### DIRECTION 1
In the article below about Meryl Streep's Golden Globes speech, who presented her with the Cecil B. DeMille Award?

### PASSAGE GIVEN

○ ○ ○ ○

The INSIDER Summary:
• Meryl Streep was given the C
ecil B. DeMille Award at the Golden Globes for “outstanding contributions to the world of entertainment.”
• She used her speech time to shed light on the diverse world of Hollywood and encourage everyone to practice empathy in the face of the coming Trump administration.
The 74th annual Golden Globes ceremony had several memorable moments, but none brought the room to a standstill quite like Meryl Streep’s five minutes onstage.
The actress accepted the Cecil B. DeMille Award (presented by equally-stunning speaker Viola Davis) and used her stage time to speak out against President-elect Donald Trump — though Streep never used his name.
Instead, she named several actors in the audience including Amy Adams, Natalie Portman, Ruth Negga, and Dev Patel and spoke about how many of Hollywood’s stars come from all over the world. Streep also made a plea to the people in the room to join with her in speaking out in favour of the press and encouraged everyone to celebrate the practice of empathy.
Scroll to read the full transcription, or watch the clip now:
“I love you all but you’ll have to forgive me — I’ve lost my voice in screaming and lamentation this weekend. And I had lost my mind sometime earlier this year so I have to read. Thank you Hollywood Foreign Press, just to pick up on what Hugh Laurie said you and all of us in this room, really, belong to the most vilified segments of American society right now. Think about it — Hollywood, foreigners, and the press.

○ ○ ○ ○

### MATERIALS PROVIDED
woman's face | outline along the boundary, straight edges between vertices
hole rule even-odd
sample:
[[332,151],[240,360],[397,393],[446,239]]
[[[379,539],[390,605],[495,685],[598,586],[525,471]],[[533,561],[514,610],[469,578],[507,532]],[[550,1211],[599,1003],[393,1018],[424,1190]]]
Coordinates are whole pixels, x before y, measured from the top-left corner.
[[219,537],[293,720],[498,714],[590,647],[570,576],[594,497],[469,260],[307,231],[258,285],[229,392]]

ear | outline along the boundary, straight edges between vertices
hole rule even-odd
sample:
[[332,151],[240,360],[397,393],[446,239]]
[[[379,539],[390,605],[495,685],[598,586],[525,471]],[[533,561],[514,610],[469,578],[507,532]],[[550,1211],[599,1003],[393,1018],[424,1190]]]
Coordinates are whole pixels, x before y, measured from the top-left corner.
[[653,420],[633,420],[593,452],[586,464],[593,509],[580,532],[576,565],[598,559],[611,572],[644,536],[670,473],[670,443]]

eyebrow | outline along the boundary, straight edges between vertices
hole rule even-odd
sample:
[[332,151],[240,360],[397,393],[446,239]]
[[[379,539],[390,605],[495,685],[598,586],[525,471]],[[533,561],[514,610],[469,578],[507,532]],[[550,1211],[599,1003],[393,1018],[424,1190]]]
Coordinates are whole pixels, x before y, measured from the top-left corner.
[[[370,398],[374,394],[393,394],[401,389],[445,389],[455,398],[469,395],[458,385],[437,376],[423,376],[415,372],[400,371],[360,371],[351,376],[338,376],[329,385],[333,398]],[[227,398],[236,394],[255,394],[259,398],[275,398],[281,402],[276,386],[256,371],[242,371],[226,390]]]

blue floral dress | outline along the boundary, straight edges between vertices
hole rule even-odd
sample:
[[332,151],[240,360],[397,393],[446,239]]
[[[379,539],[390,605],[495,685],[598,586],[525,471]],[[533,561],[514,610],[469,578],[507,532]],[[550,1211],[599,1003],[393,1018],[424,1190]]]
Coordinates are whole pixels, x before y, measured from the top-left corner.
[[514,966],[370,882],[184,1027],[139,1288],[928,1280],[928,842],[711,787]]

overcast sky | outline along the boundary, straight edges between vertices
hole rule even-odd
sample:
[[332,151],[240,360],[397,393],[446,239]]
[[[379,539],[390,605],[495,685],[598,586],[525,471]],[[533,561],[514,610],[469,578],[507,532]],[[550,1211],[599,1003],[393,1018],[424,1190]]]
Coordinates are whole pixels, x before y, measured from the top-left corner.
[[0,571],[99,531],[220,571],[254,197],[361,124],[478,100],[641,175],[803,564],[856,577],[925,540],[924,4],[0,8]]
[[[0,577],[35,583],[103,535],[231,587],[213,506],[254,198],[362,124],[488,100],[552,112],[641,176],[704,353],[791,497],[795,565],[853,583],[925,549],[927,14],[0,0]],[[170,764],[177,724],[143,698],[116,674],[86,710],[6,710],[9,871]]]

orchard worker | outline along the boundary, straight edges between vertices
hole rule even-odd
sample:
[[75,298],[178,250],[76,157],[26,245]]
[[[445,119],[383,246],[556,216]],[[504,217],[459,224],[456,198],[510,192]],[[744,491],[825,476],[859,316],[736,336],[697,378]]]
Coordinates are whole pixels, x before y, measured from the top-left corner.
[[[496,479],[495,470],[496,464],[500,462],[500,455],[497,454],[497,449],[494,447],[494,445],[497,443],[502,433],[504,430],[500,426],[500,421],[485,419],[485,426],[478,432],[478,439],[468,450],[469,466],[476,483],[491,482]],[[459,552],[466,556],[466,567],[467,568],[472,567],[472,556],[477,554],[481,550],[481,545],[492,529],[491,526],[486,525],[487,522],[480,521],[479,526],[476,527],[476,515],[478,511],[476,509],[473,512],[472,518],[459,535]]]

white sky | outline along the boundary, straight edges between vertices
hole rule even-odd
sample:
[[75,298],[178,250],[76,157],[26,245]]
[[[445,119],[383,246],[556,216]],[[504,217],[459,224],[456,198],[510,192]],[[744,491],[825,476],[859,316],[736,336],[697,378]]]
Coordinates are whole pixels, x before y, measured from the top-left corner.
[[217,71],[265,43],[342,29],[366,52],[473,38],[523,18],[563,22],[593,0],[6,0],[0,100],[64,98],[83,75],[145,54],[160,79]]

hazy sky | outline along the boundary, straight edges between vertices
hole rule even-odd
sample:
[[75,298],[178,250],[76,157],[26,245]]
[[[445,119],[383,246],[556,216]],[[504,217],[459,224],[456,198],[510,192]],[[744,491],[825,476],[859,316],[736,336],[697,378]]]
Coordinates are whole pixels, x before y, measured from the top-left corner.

○ ○ ○ ○

### DIRECTION 2
Quote the stretch of the records above from the line containing "hazy sky | outline" through the end of the records.

### TASK RESULT 1
Viola Davis

### TASK RESULT 2
hazy sky | outline along the boundary, straight edges between vertices
hole rule even-odd
sample:
[[75,298],[178,250],[76,157],[26,245]]
[[[445,119],[383,246],[556,216]],[[504,217],[459,224],[456,198],[510,192]],[[744,491],[825,476],[859,316],[736,336],[697,378]]]
Coordinates are whole pixels, x before y, measured from the top-left corner.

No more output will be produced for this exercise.